The U.S. Senate has approved a
gay-inclusive hate crimes bill that President Obama has promised to
sign.
Senators voted mostly along party lines
68 to 29 in favor of expanding hate crimes legislation to include
sexual orientation and gender identity. The bill was tucked inside a
must-pass defense bill, a move that rankled some Republicans.
House members approved the bill by an
overwhelming majority on October 8.
In a speech to gay rights group the
Human Rights Campaign (HRC), President Obama renewed his support for
the measure.
“After more than a decade, this bill
is set to pass and I will sign it into law,” he told a cheering
audience.
HRC President Joe Solmonese wasted no
time in praising the Senate.
“We're in the home stretch,”
Solmonese said in a statement. “This critical piece of legislation
is on its way to the president's desk for his signature. We look
forward to President Obama signing it into law; our nation's first
major piece of civil rights legislation for lesbian, gay, bisexual
and transgender people. Too many in our community have been
devastated by hate violence. We now can begin the important steps to
erasing hate in our country.”

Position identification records
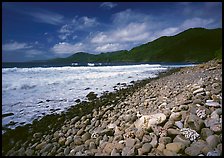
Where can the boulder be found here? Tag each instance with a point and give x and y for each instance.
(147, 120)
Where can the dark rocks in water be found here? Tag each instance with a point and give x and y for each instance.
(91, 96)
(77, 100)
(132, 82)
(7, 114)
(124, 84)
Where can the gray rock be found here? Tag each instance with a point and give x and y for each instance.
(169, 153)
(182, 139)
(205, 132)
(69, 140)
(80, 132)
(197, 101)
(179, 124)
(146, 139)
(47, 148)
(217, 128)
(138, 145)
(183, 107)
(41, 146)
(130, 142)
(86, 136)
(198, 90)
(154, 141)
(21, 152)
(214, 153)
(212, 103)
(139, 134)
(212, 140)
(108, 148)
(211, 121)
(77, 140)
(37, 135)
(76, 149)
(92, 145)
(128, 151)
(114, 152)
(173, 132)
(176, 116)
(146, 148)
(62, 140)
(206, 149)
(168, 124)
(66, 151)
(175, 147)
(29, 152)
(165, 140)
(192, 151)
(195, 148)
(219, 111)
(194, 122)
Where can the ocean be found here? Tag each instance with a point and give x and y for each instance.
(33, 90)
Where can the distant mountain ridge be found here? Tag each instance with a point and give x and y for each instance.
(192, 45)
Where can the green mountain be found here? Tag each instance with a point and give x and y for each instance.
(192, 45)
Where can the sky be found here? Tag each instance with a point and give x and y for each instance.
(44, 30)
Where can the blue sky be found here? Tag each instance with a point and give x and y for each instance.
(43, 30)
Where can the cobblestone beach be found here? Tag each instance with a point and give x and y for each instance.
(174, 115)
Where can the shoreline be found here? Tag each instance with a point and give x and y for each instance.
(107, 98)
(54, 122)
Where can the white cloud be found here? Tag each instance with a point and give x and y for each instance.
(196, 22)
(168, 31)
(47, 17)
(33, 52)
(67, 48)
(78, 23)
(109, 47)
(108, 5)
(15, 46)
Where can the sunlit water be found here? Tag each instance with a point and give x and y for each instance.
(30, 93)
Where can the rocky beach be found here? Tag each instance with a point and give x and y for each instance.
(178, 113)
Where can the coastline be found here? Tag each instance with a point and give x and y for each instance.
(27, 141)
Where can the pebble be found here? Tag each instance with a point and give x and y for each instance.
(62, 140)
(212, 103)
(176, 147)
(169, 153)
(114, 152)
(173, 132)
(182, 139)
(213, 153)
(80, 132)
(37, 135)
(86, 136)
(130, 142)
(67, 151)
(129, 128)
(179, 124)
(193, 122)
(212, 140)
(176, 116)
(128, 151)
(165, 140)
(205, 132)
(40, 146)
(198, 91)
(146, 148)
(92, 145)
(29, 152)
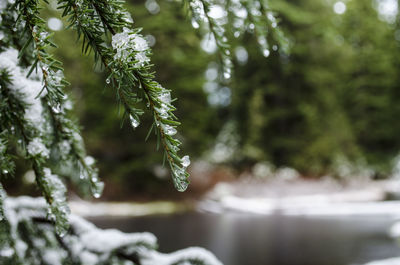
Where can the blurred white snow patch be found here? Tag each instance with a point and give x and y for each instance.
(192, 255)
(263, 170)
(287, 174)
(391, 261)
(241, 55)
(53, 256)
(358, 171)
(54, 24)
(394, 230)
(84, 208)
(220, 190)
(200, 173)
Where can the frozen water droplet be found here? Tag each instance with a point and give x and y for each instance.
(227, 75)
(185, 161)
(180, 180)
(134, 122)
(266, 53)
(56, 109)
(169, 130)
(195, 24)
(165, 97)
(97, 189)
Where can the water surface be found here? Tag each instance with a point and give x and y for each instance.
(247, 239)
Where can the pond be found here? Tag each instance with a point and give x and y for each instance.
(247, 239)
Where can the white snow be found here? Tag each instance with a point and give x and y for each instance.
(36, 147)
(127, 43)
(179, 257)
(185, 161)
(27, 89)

▶ _Exercise task 1_: Using the article on the hate crimes bill, state whether each statement agrees with it, answering yes or no and quoting the words that decide it: (a) The Senate vote was 68 to 29. (b) House members passed the bill by a narrow margin. (c) The bill was placed inside a defense bill.
▶ _Exercise task 2_: Change "defense bill" to "spending bill" in the article on the hate crimes bill, and write out the passage between "The U.S. Senate" and "on October 8.", inclusive.

▶ _Solution 1_:
(a) Yes: "68 to 29 in favor of expanding hate crimes legislation"
(b) No: "House members approved the bill by an overwhelming majority on October 8."
(c) Yes: "The bill was tucked inside a must-pass defense bill"

▶ _Solution 2_:
The U.S. Senate has approved a
gay-inclusive hate crimes bill that President Obama has promised to
sign.
Senators voted mostly along party lines
68 to 29 in favor of expanding hate crimes legislation to include
sexual orientation and gender identity. The bill was tucked inside a
must-pass spending bill, a move that rankled some Republicans.
House members approved the bill by an
overwhelming majority on October 8.